**WORK INSTRUCTIONS**
Find the line that contains "point: shadow on wall" and print it and every line after it, exactly, please.

(Stored records)

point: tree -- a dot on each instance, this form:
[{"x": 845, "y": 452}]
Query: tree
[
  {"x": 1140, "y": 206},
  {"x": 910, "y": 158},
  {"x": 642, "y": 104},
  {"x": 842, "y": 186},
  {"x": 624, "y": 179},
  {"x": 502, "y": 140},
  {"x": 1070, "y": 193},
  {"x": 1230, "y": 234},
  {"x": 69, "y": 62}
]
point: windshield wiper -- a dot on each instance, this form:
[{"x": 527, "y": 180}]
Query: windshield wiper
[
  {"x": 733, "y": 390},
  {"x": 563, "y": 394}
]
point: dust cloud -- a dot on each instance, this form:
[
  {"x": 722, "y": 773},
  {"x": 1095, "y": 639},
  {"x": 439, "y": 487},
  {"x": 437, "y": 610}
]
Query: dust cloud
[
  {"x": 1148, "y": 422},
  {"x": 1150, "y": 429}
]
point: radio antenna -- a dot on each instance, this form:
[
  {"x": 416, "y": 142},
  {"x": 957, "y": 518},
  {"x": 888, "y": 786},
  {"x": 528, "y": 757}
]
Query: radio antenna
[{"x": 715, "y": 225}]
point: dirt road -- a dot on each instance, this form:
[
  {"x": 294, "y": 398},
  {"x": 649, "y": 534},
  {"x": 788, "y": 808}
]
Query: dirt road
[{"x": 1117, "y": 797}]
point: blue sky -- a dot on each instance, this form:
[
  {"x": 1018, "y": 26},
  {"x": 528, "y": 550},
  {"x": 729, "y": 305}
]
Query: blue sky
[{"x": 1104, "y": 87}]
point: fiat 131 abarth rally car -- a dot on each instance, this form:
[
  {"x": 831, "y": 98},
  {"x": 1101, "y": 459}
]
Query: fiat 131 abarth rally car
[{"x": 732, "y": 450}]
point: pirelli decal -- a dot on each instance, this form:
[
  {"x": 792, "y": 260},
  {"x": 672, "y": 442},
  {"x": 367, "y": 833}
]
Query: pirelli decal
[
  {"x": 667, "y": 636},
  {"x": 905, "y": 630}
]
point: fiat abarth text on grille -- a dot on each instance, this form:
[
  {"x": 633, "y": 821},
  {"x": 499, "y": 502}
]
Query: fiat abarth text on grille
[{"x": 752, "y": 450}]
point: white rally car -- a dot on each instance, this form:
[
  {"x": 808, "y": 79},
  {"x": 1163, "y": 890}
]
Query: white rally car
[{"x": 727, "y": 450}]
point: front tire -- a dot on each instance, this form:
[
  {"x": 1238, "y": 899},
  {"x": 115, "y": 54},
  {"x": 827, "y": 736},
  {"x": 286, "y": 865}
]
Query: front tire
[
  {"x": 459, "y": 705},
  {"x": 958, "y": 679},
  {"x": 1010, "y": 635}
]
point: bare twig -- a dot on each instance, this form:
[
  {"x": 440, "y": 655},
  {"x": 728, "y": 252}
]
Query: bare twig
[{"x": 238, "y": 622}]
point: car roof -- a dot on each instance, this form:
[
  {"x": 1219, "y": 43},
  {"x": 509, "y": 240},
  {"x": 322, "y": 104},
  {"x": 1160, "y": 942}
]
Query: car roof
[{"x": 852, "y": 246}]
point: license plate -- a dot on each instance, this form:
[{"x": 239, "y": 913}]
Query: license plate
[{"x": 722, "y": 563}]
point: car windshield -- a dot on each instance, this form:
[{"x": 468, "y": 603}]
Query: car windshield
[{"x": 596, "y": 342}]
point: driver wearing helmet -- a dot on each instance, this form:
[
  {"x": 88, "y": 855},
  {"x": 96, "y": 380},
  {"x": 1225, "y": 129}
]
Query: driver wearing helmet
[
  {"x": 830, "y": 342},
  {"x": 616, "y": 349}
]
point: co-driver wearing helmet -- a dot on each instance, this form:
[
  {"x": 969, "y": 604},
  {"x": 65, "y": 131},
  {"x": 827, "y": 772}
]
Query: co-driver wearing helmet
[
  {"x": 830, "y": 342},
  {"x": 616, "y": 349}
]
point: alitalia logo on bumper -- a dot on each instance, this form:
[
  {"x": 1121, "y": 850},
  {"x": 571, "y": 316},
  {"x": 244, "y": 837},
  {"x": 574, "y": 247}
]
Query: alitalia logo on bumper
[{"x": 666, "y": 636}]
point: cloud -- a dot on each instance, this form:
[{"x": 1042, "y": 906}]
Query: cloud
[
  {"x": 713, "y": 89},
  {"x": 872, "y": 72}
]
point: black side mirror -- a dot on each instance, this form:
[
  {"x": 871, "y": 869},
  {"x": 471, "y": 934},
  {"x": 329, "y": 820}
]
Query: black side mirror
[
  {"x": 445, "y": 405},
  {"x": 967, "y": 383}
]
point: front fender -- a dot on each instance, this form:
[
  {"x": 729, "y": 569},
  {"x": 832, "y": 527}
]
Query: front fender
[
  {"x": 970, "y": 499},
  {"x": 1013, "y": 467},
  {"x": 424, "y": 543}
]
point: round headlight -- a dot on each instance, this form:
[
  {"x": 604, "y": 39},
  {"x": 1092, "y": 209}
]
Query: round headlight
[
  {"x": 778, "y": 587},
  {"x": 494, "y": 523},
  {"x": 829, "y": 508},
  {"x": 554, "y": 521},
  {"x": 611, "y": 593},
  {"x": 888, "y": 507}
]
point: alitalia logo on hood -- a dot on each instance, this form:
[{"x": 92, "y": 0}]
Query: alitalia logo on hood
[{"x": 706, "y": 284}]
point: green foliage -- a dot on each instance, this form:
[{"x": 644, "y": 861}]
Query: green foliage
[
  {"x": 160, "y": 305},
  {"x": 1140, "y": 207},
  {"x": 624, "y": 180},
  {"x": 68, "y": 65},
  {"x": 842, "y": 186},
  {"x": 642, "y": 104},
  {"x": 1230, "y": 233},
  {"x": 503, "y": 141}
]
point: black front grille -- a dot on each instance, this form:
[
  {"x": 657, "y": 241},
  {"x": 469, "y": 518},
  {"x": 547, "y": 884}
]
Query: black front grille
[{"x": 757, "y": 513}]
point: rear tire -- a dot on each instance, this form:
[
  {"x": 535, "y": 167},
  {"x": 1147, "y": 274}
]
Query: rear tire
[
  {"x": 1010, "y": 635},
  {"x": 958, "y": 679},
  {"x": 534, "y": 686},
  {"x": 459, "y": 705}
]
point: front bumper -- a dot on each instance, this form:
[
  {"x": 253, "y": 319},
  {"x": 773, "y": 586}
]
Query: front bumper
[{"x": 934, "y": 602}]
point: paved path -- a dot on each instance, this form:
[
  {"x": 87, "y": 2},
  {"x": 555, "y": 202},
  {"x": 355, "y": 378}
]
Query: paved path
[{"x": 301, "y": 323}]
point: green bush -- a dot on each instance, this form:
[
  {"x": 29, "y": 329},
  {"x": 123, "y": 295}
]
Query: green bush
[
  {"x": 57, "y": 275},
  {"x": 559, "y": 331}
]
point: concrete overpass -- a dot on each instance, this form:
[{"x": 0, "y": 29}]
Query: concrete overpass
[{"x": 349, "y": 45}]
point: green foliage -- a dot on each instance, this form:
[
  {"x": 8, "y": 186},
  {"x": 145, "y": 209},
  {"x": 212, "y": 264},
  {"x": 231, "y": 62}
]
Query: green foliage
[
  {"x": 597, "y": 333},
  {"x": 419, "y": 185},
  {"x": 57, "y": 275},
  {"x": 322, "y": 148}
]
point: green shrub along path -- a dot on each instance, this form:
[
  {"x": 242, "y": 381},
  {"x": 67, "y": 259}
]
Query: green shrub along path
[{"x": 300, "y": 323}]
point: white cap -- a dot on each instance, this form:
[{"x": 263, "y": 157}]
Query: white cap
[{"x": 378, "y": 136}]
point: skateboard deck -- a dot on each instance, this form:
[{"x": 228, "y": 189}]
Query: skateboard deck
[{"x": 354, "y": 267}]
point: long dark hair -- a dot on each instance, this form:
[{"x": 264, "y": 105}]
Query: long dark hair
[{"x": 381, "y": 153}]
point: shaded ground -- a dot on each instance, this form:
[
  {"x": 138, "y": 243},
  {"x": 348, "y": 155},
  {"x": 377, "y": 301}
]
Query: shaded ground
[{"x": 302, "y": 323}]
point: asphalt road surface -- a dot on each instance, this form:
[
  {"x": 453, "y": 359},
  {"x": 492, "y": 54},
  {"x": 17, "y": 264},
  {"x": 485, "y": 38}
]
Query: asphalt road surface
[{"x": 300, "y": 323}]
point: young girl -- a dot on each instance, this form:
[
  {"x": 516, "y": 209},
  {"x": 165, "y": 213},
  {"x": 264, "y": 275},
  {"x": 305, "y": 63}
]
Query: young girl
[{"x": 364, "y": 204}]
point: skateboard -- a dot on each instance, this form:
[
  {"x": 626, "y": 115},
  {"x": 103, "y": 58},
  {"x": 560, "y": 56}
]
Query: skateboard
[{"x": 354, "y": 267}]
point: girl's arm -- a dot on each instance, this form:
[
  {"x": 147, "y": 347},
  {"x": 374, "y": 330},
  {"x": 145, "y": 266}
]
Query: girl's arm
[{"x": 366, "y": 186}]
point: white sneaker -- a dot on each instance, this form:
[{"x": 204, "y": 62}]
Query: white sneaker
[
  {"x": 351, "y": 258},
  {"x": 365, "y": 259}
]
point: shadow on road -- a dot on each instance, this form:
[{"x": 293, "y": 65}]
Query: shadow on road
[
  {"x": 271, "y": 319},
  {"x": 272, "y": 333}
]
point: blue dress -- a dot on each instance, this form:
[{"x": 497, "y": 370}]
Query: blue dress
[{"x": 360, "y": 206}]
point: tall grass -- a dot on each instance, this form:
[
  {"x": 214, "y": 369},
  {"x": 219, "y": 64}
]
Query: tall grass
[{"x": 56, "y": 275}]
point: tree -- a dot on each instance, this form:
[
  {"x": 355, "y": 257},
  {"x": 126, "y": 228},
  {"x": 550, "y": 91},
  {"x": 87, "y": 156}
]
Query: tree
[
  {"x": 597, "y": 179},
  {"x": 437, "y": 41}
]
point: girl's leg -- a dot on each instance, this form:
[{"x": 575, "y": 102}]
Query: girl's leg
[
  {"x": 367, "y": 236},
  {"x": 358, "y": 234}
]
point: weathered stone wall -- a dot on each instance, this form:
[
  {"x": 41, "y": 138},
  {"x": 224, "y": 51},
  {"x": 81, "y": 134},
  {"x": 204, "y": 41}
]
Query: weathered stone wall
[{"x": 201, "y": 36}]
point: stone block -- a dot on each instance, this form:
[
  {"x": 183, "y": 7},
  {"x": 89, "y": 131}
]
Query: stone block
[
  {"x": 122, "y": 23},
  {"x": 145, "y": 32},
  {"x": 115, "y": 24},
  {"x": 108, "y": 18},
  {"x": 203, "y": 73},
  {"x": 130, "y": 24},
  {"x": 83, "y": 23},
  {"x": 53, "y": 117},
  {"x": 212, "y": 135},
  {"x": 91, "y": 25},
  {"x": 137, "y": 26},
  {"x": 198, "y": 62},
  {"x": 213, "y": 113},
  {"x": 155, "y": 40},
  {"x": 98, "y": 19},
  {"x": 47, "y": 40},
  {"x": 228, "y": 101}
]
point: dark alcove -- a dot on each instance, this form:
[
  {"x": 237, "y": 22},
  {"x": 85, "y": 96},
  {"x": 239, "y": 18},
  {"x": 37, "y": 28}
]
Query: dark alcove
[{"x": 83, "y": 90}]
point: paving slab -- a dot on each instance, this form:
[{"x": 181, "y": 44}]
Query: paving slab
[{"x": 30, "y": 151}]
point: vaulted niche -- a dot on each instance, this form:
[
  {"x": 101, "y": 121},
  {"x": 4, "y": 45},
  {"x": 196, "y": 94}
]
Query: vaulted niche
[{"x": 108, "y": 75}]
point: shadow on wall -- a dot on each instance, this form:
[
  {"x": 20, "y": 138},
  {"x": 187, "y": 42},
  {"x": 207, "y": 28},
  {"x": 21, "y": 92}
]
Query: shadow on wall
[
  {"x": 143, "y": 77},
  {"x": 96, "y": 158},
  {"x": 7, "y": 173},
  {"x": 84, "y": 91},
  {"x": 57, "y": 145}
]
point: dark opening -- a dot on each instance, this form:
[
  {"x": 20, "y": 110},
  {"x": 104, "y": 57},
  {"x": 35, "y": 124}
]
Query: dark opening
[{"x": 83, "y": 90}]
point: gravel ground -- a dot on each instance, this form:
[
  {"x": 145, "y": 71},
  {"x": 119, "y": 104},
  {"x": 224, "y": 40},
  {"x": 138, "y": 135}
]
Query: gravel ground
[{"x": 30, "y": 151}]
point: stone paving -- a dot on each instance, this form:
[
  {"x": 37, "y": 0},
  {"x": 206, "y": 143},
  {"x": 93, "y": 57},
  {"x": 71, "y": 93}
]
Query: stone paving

**OUTPUT FOR THIS TASK**
point: shadow on wall -- a dot on each instance, this form:
[
  {"x": 20, "y": 138},
  {"x": 187, "y": 42},
  {"x": 207, "y": 28},
  {"x": 21, "y": 92}
]
Query: shadow on wall
[
  {"x": 143, "y": 77},
  {"x": 96, "y": 158},
  {"x": 7, "y": 173},
  {"x": 84, "y": 91},
  {"x": 57, "y": 145}
]
point: dark opening -- a dot on each instance, this form:
[
  {"x": 20, "y": 110},
  {"x": 104, "y": 57},
  {"x": 35, "y": 124}
]
Query: dark opening
[{"x": 83, "y": 90}]
point: gravel ground -- a dot on each instance, this form:
[
  {"x": 145, "y": 71},
  {"x": 119, "y": 104},
  {"x": 224, "y": 40},
  {"x": 138, "y": 135}
]
Query: gravel ground
[{"x": 30, "y": 151}]
point: stone paving -- a dot on each instance, this form:
[
  {"x": 37, "y": 0},
  {"x": 206, "y": 143},
  {"x": 93, "y": 57},
  {"x": 71, "y": 93}
]
Query: stone paving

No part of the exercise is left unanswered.